START Provided material

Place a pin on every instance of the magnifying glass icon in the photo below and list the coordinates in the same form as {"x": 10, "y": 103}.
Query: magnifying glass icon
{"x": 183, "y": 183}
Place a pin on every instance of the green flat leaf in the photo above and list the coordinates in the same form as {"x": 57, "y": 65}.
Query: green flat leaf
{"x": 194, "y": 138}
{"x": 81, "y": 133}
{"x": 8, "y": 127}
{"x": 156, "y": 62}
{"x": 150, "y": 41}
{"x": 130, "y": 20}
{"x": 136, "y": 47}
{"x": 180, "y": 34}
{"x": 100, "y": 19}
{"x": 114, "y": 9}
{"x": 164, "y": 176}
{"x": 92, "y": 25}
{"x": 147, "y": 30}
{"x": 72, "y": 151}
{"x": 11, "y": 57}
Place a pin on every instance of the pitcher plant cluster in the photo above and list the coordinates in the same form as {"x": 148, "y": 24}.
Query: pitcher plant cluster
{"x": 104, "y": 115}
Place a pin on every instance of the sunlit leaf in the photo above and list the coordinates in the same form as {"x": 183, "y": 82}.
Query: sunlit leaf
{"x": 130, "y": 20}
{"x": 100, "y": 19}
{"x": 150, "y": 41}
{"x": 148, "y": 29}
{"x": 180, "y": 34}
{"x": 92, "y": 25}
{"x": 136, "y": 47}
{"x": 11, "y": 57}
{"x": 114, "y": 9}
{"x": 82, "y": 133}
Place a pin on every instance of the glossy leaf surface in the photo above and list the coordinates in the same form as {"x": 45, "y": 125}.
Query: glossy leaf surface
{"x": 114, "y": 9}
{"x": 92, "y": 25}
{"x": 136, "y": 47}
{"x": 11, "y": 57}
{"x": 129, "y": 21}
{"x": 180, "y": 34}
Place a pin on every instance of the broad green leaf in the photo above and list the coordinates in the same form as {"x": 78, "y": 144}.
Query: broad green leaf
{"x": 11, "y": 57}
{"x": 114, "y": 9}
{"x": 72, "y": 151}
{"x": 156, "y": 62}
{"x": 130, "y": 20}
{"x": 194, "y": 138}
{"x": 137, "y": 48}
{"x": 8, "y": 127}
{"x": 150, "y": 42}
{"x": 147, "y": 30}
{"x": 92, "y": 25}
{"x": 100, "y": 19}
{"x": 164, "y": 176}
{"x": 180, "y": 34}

END Provided material

→ **Try it**
Look through the data above. Find each line with the string "list" and copy it.

→ **Response below**
Place a pin on every instance of the magnifying glass icon in the photo below and list the coordinates in the same form as {"x": 10, "y": 103}.
Place a pin on every instance of the green flat leaf in the photo above and list the coordinates in the same form as {"x": 57, "y": 65}.
Place a pin on every instance of the pitcher plant cluster in the photo above and list the coordinates in the same form as {"x": 148, "y": 24}.
Place a pin on every instance of the sunlit leaf in the photo above and list the coordinates in the same form as {"x": 183, "y": 82}.
Place a pin on every instance of the glossy leaf surface in the photo above and list the coordinates in the same form as {"x": 45, "y": 125}.
Place a pin on every instance of the broad green leaf in the photo above and list the coordinates in the same form as {"x": 78, "y": 144}.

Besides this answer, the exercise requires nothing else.